> **GOAL**: From the records below, copy every line that contains the word "palm".
::: STORED RECORDS
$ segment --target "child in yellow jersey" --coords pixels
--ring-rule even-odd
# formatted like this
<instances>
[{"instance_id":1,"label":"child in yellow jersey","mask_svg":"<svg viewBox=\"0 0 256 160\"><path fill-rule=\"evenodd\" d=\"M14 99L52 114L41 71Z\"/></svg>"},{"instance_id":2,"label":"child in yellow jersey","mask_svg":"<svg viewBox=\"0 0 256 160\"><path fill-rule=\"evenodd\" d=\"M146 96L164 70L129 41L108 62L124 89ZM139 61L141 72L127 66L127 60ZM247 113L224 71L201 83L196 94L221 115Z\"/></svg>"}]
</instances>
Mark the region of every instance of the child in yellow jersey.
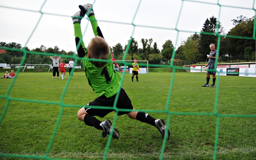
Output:
<instances>
[{"instance_id":1,"label":"child in yellow jersey","mask_svg":"<svg viewBox=\"0 0 256 160\"><path fill-rule=\"evenodd\" d=\"M133 63L132 65L132 82L133 81L133 77L134 75L136 75L136 79L137 82L139 82L138 79L138 68L139 68L139 64L138 64L138 60L137 58L134 59L134 63Z\"/></svg>"}]
</instances>

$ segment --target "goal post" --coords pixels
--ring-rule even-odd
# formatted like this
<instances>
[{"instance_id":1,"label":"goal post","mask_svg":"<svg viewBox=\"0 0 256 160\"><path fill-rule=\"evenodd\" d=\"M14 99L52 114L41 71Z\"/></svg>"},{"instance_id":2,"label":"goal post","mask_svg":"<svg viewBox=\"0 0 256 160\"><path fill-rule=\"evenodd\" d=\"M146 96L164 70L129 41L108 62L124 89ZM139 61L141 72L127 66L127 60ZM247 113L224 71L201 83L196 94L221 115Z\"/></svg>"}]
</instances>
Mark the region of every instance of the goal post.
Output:
<instances>
[{"instance_id":1,"label":"goal post","mask_svg":"<svg viewBox=\"0 0 256 160\"><path fill-rule=\"evenodd\" d=\"M125 63L124 62L124 61L125 61ZM134 60L116 60L116 63L117 63L117 64L119 66L119 67L120 68L122 68L121 67L121 66L127 66L127 64L126 62L131 62L132 63L133 63L134 62ZM140 68L145 68L147 70L146 71L146 73L147 74L148 74L148 60L138 60L138 63L139 64L139 65L140 66ZM141 65L141 64L145 64L144 65L143 65L143 66ZM146 64L147 65L146 65ZM130 67L131 67L132 65L130 65ZM127 68L129 68L129 65L128 66L127 66Z\"/></svg>"},{"instance_id":2,"label":"goal post","mask_svg":"<svg viewBox=\"0 0 256 160\"><path fill-rule=\"evenodd\" d=\"M50 70L51 69L51 68L52 67L52 65L47 65L47 64L27 64L25 65L25 66L24 67L24 69L23 69L23 71L22 71L22 73L24 72L24 70L25 70L25 68L27 67L27 68L35 68L35 67L36 67L36 68L37 68L38 67L41 67L40 68L49 68L49 70L48 71L48 72L49 72L50 71Z\"/></svg>"}]
</instances>

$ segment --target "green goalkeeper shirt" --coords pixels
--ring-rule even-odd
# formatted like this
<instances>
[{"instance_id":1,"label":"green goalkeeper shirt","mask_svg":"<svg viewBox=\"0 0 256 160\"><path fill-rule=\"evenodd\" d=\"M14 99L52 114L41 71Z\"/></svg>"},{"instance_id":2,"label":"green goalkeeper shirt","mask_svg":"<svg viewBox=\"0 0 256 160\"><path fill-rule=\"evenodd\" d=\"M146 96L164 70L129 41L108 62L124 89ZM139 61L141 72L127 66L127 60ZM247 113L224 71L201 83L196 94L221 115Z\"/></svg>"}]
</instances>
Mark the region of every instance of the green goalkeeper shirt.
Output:
<instances>
[{"instance_id":1,"label":"green goalkeeper shirt","mask_svg":"<svg viewBox=\"0 0 256 160\"><path fill-rule=\"evenodd\" d=\"M90 19L94 36L103 38L94 16L90 16ZM109 53L109 61L105 66L101 68L95 66L92 61L88 60L86 48L82 40L80 41L82 38L80 24L75 23L74 28L77 47L77 47L77 53L79 57L83 57L81 62L89 84L98 97L103 94L107 97L114 95L118 92L122 77L115 71L111 61L111 54Z\"/></svg>"}]
</instances>

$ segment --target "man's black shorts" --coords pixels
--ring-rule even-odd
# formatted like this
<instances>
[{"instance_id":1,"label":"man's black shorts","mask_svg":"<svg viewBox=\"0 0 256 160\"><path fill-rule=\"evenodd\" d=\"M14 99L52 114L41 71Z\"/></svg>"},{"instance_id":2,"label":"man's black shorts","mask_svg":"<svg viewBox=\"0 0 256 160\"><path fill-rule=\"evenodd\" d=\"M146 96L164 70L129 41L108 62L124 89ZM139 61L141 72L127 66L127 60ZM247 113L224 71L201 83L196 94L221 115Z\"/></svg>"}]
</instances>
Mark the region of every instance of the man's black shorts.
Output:
<instances>
[{"instance_id":1,"label":"man's black shorts","mask_svg":"<svg viewBox=\"0 0 256 160\"><path fill-rule=\"evenodd\" d=\"M212 75L212 74L216 74L216 72L214 71L212 71L212 70L213 70L214 69L214 63L209 63L209 64L208 65L208 68L207 69L207 72L206 72L206 74L209 74ZM212 70L212 71L208 71L209 69Z\"/></svg>"},{"instance_id":2,"label":"man's black shorts","mask_svg":"<svg viewBox=\"0 0 256 160\"><path fill-rule=\"evenodd\" d=\"M132 75L138 75L138 71L132 71Z\"/></svg>"},{"instance_id":3,"label":"man's black shorts","mask_svg":"<svg viewBox=\"0 0 256 160\"><path fill-rule=\"evenodd\" d=\"M84 108L86 112L89 115L96 115L100 117L103 117L108 113L116 111L112 109L105 109L102 108L92 108L90 106L108 106L113 107L114 106L115 99L116 94L109 98L107 98L104 94L97 97L84 106ZM119 97L116 104L116 107L121 109L131 109L131 111L118 112L118 115L121 115L130 112L133 108L132 105L132 102L124 90L121 88ZM102 108L102 107L101 107Z\"/></svg>"}]
</instances>

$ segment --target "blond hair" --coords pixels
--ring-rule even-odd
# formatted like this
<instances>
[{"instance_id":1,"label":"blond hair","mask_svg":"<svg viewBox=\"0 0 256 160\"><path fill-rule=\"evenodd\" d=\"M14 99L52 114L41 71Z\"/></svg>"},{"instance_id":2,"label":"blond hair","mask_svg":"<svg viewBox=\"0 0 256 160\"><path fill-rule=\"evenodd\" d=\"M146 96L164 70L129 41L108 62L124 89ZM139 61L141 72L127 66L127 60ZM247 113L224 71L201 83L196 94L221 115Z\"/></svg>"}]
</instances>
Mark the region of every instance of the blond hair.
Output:
<instances>
[{"instance_id":1,"label":"blond hair","mask_svg":"<svg viewBox=\"0 0 256 160\"><path fill-rule=\"evenodd\" d=\"M109 57L110 49L108 45L100 37L92 38L87 49L90 58L107 60ZM106 62L92 61L92 62L99 68L104 67L106 64Z\"/></svg>"}]
</instances>

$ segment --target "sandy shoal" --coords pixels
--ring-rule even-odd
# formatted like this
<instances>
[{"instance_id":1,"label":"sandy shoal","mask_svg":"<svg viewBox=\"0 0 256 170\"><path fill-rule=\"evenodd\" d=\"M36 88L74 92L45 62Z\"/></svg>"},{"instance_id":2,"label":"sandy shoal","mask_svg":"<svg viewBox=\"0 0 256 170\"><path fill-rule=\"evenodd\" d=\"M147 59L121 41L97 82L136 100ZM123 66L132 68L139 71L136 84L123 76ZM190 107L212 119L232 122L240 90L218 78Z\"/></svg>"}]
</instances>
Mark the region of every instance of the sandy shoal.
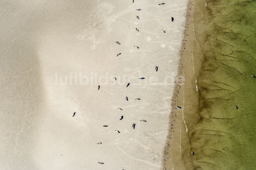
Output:
<instances>
[{"instance_id":1,"label":"sandy shoal","mask_svg":"<svg viewBox=\"0 0 256 170\"><path fill-rule=\"evenodd\" d=\"M131 1L1 3L1 169L162 169L188 1Z\"/></svg>"}]
</instances>

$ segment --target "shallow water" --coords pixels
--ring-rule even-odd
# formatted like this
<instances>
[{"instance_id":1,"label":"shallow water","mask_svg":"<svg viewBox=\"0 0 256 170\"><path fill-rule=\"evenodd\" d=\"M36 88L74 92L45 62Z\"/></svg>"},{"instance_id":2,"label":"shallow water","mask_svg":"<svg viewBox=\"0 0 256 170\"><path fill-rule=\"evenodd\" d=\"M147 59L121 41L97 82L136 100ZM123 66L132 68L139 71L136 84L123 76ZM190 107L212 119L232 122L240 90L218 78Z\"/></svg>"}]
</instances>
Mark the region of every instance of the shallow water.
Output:
<instances>
[{"instance_id":1,"label":"shallow water","mask_svg":"<svg viewBox=\"0 0 256 170\"><path fill-rule=\"evenodd\" d=\"M196 169L253 169L256 1L202 1L195 2L193 22L195 64L198 56L204 60L199 107L186 117L193 164Z\"/></svg>"}]
</instances>

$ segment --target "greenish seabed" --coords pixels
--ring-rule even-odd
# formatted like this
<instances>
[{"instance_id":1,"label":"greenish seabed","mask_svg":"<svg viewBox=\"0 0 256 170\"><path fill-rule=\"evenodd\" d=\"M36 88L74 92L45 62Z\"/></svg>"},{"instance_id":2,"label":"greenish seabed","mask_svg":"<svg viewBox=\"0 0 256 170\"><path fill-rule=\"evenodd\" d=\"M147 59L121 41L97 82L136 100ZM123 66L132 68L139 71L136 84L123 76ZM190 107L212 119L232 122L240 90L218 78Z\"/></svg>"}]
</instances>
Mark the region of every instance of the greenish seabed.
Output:
<instances>
[{"instance_id":1,"label":"greenish seabed","mask_svg":"<svg viewBox=\"0 0 256 170\"><path fill-rule=\"evenodd\" d=\"M256 169L256 0L207 1L194 7L202 25L194 23L200 48L193 55L204 60L197 117L188 124L193 164Z\"/></svg>"}]
</instances>

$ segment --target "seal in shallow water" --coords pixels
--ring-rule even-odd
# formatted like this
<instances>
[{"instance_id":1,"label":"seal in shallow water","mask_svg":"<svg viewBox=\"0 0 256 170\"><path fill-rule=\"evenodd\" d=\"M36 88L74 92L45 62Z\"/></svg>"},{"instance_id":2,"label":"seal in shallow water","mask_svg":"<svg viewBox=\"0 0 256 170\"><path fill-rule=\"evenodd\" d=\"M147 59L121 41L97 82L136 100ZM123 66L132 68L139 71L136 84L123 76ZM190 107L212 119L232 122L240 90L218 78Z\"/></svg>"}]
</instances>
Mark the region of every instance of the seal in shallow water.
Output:
<instances>
[{"instance_id":1,"label":"seal in shallow water","mask_svg":"<svg viewBox=\"0 0 256 170\"><path fill-rule=\"evenodd\" d=\"M122 120L122 119L123 119L123 118L124 118L124 116L121 116L121 118L119 119L119 120Z\"/></svg>"},{"instance_id":2,"label":"seal in shallow water","mask_svg":"<svg viewBox=\"0 0 256 170\"><path fill-rule=\"evenodd\" d=\"M132 127L133 128L133 129L135 128L135 125L136 124L134 123L132 125Z\"/></svg>"}]
</instances>

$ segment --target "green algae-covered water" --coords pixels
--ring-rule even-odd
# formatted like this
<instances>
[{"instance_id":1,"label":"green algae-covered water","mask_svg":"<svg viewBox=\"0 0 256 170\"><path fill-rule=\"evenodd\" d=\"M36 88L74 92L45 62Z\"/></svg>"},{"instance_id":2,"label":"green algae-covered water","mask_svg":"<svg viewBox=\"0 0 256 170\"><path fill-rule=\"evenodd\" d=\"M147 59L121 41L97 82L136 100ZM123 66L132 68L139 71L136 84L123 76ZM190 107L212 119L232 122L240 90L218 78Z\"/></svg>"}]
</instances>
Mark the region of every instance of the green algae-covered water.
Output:
<instances>
[{"instance_id":1,"label":"green algae-covered water","mask_svg":"<svg viewBox=\"0 0 256 170\"><path fill-rule=\"evenodd\" d=\"M204 61L188 123L193 166L256 169L256 0L206 1L194 4L193 55Z\"/></svg>"}]
</instances>

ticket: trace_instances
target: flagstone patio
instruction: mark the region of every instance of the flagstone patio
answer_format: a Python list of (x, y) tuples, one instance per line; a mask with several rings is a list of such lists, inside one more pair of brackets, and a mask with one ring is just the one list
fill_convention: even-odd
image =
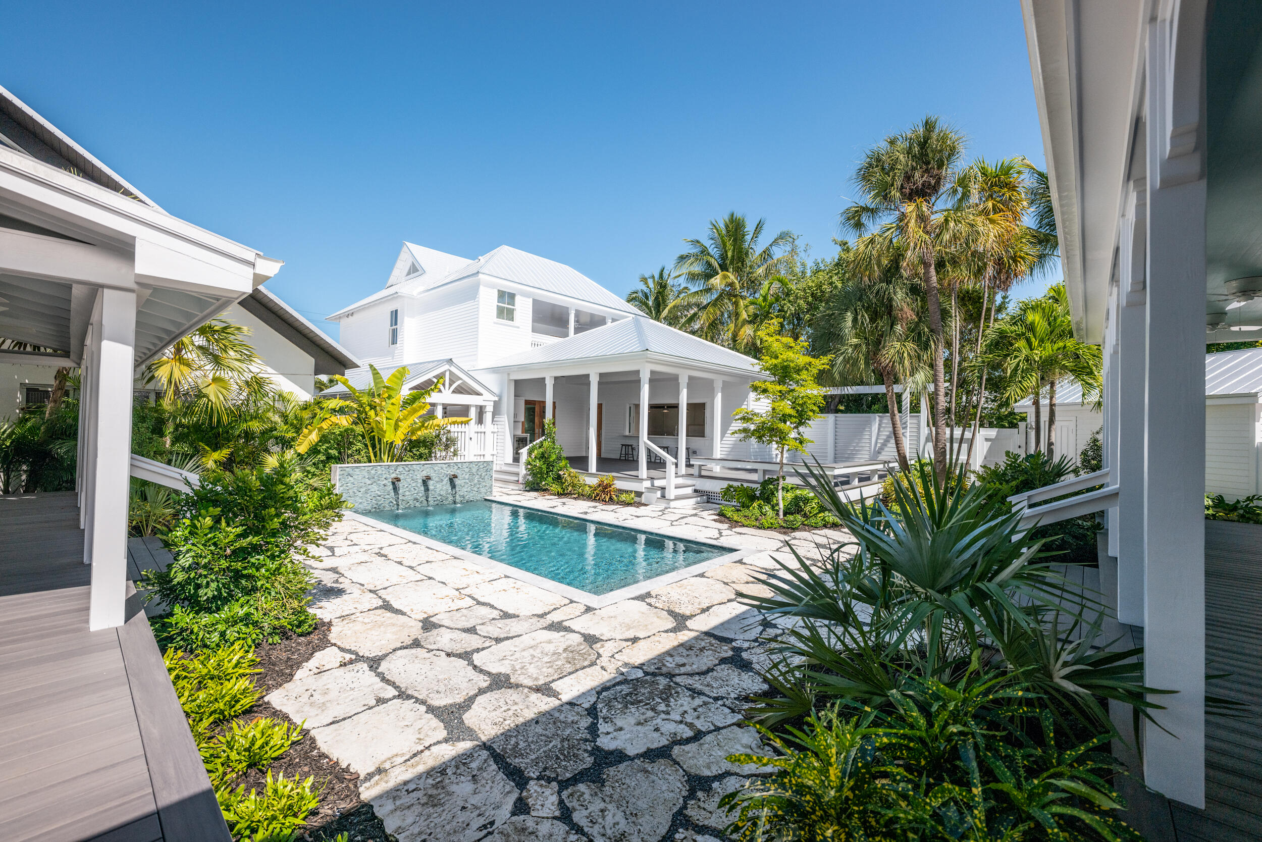
[(719, 798), (755, 771), (726, 757), (765, 751), (741, 709), (779, 630), (737, 592), (764, 592), (786, 539), (817, 554), (847, 535), (497, 496), (756, 552), (591, 610), (347, 518), (310, 563), (334, 646), (268, 701), (360, 773), (400, 842), (718, 842)]

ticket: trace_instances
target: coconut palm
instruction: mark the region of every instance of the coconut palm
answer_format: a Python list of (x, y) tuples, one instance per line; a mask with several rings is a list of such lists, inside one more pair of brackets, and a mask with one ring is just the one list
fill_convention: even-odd
[(924, 298), (893, 261), (877, 283), (846, 284), (817, 323), (815, 345), (833, 357), (832, 374), (844, 385), (866, 385), (873, 374), (885, 385), (886, 409), (899, 466), (911, 470), (893, 386), (916, 377), (928, 364), (933, 337), (925, 329)]
[(275, 395), (247, 336), (247, 327), (211, 319), (146, 365), (145, 385), (158, 385), (168, 409), (179, 408), (197, 420), (226, 422), (236, 406)]
[(1034, 449), (1042, 449), (1041, 403), (1047, 396), (1047, 456), (1056, 449), (1056, 384), (1070, 380), (1082, 386), (1084, 401), (1100, 390), (1103, 357), (1099, 346), (1074, 338), (1069, 294), (1064, 284), (1042, 298), (1021, 302), (1017, 312), (988, 331), (986, 357), (1002, 365), (1003, 396), (1010, 401), (1034, 399)]
[(943, 303), (939, 265), (967, 244), (983, 239), (993, 223), (970, 205), (957, 206), (957, 178), (964, 136), (928, 116), (907, 131), (891, 135), (859, 163), (854, 186), (861, 201), (842, 212), (842, 223), (857, 235), (857, 259), (864, 274), (880, 275), (892, 255), (909, 276), (924, 285), (929, 328), (935, 348), (934, 382), (935, 477), (946, 476), (946, 384)]
[(663, 324), (678, 324), (684, 312), (679, 307), (680, 298), (688, 292), (684, 284), (676, 284), (674, 275), (663, 266), (656, 274), (640, 275), (640, 289), (627, 293), (627, 303)]
[(784, 251), (794, 242), (790, 231), (781, 231), (761, 245), (765, 227), (766, 220), (751, 226), (733, 211), (711, 220), (704, 241), (684, 240), (690, 249), (675, 259), (675, 273), (692, 292), (681, 299), (688, 317), (680, 327), (729, 347), (756, 342), (757, 326), (747, 321), (747, 299), (757, 297), (764, 283), (781, 270)]
[[(333, 375), (333, 380), (351, 391), (351, 400), (333, 398), (321, 401), (317, 419), (298, 434), (295, 451), (305, 453), (332, 427), (358, 427), (369, 448), (370, 462), (401, 462), (408, 444), (422, 436), (472, 420), (425, 414), (429, 412), (427, 399), (443, 385), (442, 377), (427, 389), (405, 391), (403, 384), (409, 374), (406, 366), (395, 369), (389, 377), (382, 377), (375, 365), (369, 369), (372, 372), (370, 389), (356, 389), (346, 377)], [(351, 413), (338, 412), (343, 409)]]

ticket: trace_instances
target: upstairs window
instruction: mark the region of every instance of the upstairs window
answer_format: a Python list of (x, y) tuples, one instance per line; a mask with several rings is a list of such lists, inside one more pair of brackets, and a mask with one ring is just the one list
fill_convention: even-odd
[(495, 290), (495, 317), (504, 322), (517, 321), (517, 294)]

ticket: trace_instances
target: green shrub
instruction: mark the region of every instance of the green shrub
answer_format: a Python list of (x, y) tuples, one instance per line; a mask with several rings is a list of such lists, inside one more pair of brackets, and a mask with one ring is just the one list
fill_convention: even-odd
[(307, 814), (319, 805), (312, 792), (312, 779), (298, 780), (284, 775), (271, 776), (257, 790), (245, 792), (245, 786), (217, 790), (220, 809), (232, 831), (232, 836), (255, 839), (290, 839)]
[(544, 436), (536, 439), (526, 452), (526, 489), (544, 491), (555, 485), (562, 471), (569, 470), (565, 452), (557, 443), (557, 423), (544, 422)]
[(1205, 518), (1209, 520), (1234, 520), (1241, 524), (1262, 524), (1262, 494), (1252, 494), (1230, 502), (1220, 494), (1206, 494)]
[(292, 458), (268, 468), (207, 472), (180, 495), (180, 520), (163, 542), (173, 560), (140, 586), (170, 611), (155, 617), (159, 643), (180, 649), (251, 646), (316, 626), (308, 554), (345, 505), (327, 481), (308, 481)]

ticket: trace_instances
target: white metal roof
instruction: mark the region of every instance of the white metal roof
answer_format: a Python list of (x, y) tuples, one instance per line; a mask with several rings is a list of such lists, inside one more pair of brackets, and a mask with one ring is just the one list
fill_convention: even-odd
[[(1219, 351), (1205, 355), (1205, 396), (1262, 394), (1262, 348)], [(1075, 382), (1056, 385), (1056, 405), (1083, 403), (1083, 390)], [(1034, 406), (1022, 400), (1017, 406)]]
[(550, 362), (592, 360), (621, 353), (649, 352), (750, 374), (761, 374), (758, 361), (713, 342), (676, 331), (645, 316), (618, 319), (604, 327), (553, 342), (501, 360), (493, 370), (524, 369)]
[[(476, 380), (468, 371), (456, 365), (452, 360), (425, 360), (423, 362), (404, 362), (396, 366), (377, 366), (377, 371), (382, 377), (389, 377), (403, 367), (408, 369), (408, 379), (404, 381), (404, 388), (409, 390), (433, 380), (438, 374), (442, 374), (443, 370), (449, 369), (462, 382), (459, 385), (444, 382), (444, 390), (453, 390), (454, 394), (467, 394), (471, 398), (495, 398), (495, 393), (492, 390), (487, 389), (482, 382)], [(372, 386), (372, 370), (365, 366), (362, 369), (347, 371), (346, 380), (356, 389), (369, 389)], [(348, 395), (351, 391), (342, 384), (334, 382), (319, 394), (322, 398), (336, 398), (338, 395)]]

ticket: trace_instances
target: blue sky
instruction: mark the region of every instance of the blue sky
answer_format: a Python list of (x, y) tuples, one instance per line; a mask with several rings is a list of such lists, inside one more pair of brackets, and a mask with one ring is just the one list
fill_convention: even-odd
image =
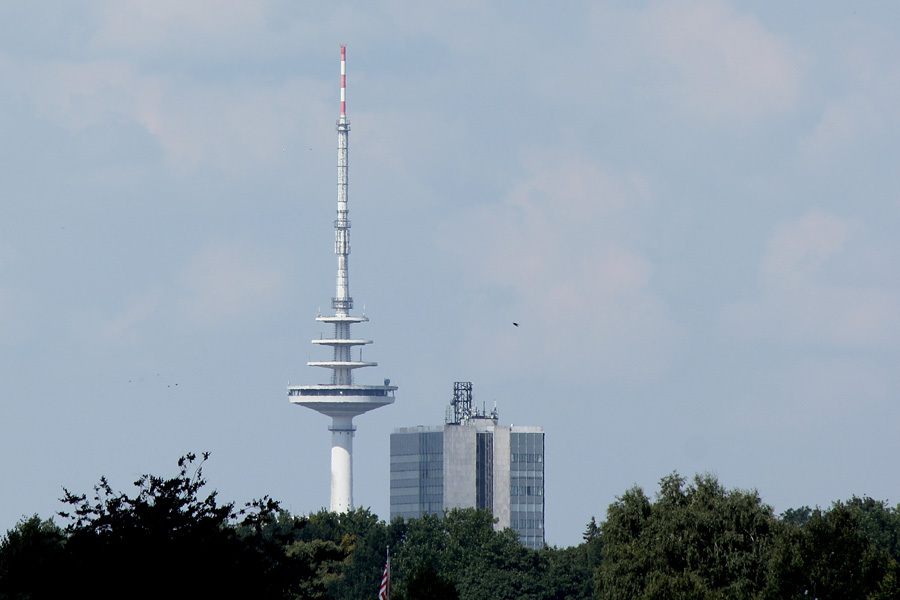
::::::
> **EXERCISE RESULT**:
target: coconut palm
instruction: mark the region of every instance of the coconut palm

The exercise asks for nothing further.